_Work request_:
Give back the full data character for character.

***** Data for processing

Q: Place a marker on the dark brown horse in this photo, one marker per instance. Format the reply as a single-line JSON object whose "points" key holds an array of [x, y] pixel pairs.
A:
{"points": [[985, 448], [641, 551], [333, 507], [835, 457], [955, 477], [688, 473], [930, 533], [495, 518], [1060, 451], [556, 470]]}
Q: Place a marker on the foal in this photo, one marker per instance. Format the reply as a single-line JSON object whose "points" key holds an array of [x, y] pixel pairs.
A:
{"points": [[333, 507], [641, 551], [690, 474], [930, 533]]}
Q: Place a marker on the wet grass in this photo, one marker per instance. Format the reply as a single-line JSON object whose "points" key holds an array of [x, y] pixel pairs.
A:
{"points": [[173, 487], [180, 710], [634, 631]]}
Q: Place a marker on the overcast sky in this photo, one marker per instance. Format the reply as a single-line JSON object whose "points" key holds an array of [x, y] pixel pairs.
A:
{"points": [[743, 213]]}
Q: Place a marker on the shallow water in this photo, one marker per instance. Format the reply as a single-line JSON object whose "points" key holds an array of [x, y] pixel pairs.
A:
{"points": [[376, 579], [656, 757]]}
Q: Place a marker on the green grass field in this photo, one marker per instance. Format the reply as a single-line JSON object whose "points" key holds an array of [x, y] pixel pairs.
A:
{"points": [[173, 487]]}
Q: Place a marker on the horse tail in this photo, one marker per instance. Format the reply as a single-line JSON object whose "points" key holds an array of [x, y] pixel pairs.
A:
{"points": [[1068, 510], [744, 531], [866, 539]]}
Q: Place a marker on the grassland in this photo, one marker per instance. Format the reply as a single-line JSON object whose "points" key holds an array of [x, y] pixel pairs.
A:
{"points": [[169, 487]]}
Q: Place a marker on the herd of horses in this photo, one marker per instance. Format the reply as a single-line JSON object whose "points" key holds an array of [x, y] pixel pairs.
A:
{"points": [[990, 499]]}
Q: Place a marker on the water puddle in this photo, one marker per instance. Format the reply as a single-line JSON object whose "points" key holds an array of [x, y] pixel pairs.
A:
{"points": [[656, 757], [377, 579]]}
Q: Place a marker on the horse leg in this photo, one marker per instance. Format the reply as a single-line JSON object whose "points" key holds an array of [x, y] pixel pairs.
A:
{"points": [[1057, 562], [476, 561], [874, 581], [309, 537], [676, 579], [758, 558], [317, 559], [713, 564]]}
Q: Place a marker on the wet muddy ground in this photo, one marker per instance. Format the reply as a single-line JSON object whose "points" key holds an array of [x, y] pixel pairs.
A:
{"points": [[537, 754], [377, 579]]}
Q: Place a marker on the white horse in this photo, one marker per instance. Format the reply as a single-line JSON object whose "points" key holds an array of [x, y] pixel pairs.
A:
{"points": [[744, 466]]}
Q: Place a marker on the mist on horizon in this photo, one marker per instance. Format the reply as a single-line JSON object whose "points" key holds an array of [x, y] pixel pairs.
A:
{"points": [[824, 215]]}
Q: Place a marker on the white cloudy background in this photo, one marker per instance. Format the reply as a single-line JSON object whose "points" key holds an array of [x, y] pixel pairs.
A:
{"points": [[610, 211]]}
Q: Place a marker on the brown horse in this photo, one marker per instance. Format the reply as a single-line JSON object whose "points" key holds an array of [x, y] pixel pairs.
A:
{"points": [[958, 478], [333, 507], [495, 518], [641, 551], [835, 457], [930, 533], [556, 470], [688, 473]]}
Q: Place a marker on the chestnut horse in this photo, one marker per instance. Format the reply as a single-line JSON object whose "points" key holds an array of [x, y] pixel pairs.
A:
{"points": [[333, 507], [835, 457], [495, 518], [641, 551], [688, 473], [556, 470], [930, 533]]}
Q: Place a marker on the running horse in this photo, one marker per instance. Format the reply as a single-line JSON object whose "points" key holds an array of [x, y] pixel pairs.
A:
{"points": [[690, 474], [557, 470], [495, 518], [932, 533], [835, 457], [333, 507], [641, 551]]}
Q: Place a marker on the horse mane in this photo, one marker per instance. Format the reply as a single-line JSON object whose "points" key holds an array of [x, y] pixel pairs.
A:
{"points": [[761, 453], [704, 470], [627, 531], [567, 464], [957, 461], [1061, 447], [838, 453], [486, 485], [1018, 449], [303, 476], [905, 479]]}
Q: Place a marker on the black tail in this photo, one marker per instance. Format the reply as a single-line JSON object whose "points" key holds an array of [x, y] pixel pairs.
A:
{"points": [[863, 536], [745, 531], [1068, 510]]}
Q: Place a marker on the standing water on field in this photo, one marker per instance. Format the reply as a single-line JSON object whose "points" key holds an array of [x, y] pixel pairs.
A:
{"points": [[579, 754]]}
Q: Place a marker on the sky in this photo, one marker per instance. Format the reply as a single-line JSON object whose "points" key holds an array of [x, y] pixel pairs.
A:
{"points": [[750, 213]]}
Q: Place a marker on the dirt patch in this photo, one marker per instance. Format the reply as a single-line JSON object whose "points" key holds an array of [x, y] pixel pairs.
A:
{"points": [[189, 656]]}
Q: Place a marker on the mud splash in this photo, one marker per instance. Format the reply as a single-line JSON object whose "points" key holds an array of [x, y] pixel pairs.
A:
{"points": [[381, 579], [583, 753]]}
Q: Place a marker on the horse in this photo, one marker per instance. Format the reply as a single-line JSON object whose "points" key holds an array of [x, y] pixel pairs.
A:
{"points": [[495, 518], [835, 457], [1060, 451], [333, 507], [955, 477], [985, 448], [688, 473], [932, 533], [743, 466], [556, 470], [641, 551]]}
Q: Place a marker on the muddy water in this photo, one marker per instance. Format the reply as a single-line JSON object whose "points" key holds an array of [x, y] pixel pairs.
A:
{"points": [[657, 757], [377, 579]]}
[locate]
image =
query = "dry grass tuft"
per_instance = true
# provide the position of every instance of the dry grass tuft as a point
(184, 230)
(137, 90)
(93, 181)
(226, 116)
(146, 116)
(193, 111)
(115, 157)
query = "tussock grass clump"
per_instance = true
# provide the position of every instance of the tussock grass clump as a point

**********

_Reply to the task_:
Q: Place a marker on the dark brown horse in this photo, one marker per instance. Format the reply as a single-line JSON object whose "points" key holds an array of [x, y] pixel pairs.
A:
{"points": [[985, 448], [641, 551], [333, 507], [835, 457], [955, 477], [688, 473], [930, 533], [495, 518], [1060, 451], [556, 470]]}
Q: Place a marker on the foal in this photo, one marker per instance. Format the reply as a single-line JSON object whose "points" key holds an array of [x, y] pixel pairs.
A:
{"points": [[333, 507], [641, 551], [690, 474], [930, 533]]}
Q: Place a marker on the wet grass in this photo, one marker per instance. Format the reply as a single-line JSON object whose "points" key holds an array of [x, y] pixel pairs.
A:
{"points": [[173, 487], [180, 710], [634, 631]]}
Q: Place a marker on the overcast sky in this photo, one marker per instance. Format the reply as a single-line JSON object whose "points" key holds an array of [x, y] pixel pairs.
A:
{"points": [[743, 213]]}
Q: Place a marker on the shallow water in this photo, one marker per instance. Format the reply as a single-line JSON object whose "points" key holds an array of [x, y] pixel pairs.
A:
{"points": [[376, 579], [656, 757]]}
Q: Place a marker on the green grass field in this photo, one marker per instance. Format the reply as a single-line JSON object whose "points" key holds an array of [x, y] pixel pairs.
A:
{"points": [[173, 487]]}
Q: Place a marker on the horse tail in this photo, one marker per instance. Format the reply as a single-line JSON object whose "points" key holds an array of [x, y] pixel pairs.
A:
{"points": [[1068, 510], [744, 531], [866, 539]]}
Q: Place a marker on the grassland in this photo, one marker per instance. Format the reply as a single-line JSON object whose "points" key holds an array of [x, y] pixel pairs.
A:
{"points": [[169, 487]]}
Q: Place a marker on the herd of horses in this photo, one marker per instance. Format the reply as a single-line JSON object whose "points" key holds an array of [x, y] pixel pairs.
A:
{"points": [[990, 499]]}
Q: Place a marker on the water puddle in this photo, one marker per instance. Format the reply as a single-line JSON object whose "points" key holds an array of [x, y] pixel pairs.
A:
{"points": [[656, 757], [377, 579]]}
Q: Place a marker on the horse leg in this photo, one marker per instance. Format the reply as a single-line JSON object whose "points" key holds an array of [x, y] pixel pairs.
A:
{"points": [[1057, 562], [476, 561], [874, 581], [309, 537], [676, 579], [758, 558], [317, 559], [713, 564]]}
Q: Place a marker on the wet muddy ground in this photo, one marker per instance. Format the reply as a single-line JSON object whose "points" key holds an array of [x, y] pixel pairs.
A:
{"points": [[537, 754], [377, 579]]}
Q: Place a marker on the white horse in this photo, one marker per instance. Format the reply as a single-line JSON object whose "points" key holds an array of [x, y] pixel pairs.
A:
{"points": [[744, 466]]}
Q: Place a marker on the mist on horizon in this photo, one marker per instance. Format the reply as a single-line JSON object whose "points" key holds an array of [x, y] pixel pairs.
A:
{"points": [[824, 215]]}
Q: Place a marker on the white cloudy background in this photo, one marker per instance. Format the reply as a single-line JSON object whose "points" key holds an array of [x, y] pixel pairs.
A:
{"points": [[610, 211]]}
Q: Place a marker on the brown horse in this photo, one marker per instance. Format the reply as a single-line JSON object whose "points" key holds an array of [x, y] pixel pairs.
A:
{"points": [[958, 478], [333, 507], [495, 518], [641, 551], [835, 457], [930, 533], [556, 470], [688, 473]]}
Q: Place a marker on the chestnut horse in this photo, one marker per instance. Format the reply as a single-line JSON object whose "points" key holds an array of [x, y] pixel pairs.
A:
{"points": [[333, 507], [835, 457], [495, 518], [641, 551], [688, 473], [556, 470], [930, 533]]}
Q: Place a marker on the running horse in this photo, one marker per instance. Format the reply as a single-line JSON object whose "points" key holds an array of [x, y] pixel pairs.
A:
{"points": [[690, 474], [557, 470], [495, 518], [932, 533], [835, 457], [333, 507], [641, 551]]}
Q: Place a marker on the horse mane in this photo, one marker per instance. Format the reply as a single-line JSON object whose "points" key holds an array of [x, y] pixel pairs.
A:
{"points": [[761, 453], [704, 470], [627, 531], [567, 464], [957, 461], [1061, 447], [838, 453], [486, 485], [1018, 449], [303, 476], [905, 479]]}
Q: Place a marker on the black tail in this photo, one marker per instance. Format the reply as a single-line JSON object whose "points" key holds an array of [x, y] pixel pairs.
A:
{"points": [[863, 536], [745, 531], [1068, 510]]}
Q: Place a marker on the standing water on field in this photo, one marker per instance. Format the reply as a single-line JSON object whose "points" key holds an array of [x, y] pixel pairs.
A:
{"points": [[579, 754]]}
Q: Place a marker on the sky in this photo, one marker per instance. Format the reply as a single-line JSON object whose "points" key holds an array of [x, y] pixel pairs.
A:
{"points": [[750, 213]]}
Q: Place a marker on the dirt patch in this photo, one marker per instance. Format the reply as a single-line JSON object whose "points" key holds an array of [x, y] pixel pairs.
A:
{"points": [[189, 656]]}
Q: Place a marker on the mud splash in this photo, one marker per instance. Format the reply as a single-line JSON object whose "points" key holds an array of [x, y] pixel pairs.
A:
{"points": [[381, 579], [583, 753]]}
Q: Place a marker on the horse in this photo, one marker per instance. Format the reply as a single-line JSON object whose "points" key holds an array of [x, y] pixel pairs.
A:
{"points": [[495, 518], [835, 457], [1060, 451], [333, 507], [955, 477], [985, 448], [688, 473], [932, 533], [743, 466], [556, 470], [641, 551]]}
Q: Place a marker on the muddy water in this photo, one marker per instance. Format the reply as a single-line JSON object whose "points" key holds an array of [x, y] pixel pairs.
A:
{"points": [[657, 757], [377, 579]]}
[locate]
image =
query = "dry grass tuft"
per_instance = true
# provide the position of every instance of the dry grass tuft as a point
(184, 230)
(137, 90)
(93, 181)
(226, 116)
(146, 116)
(193, 111)
(115, 157)
query = "tussock grass clump"
per_instance = true
# provide the position of every instance of the tussock grass clump as a point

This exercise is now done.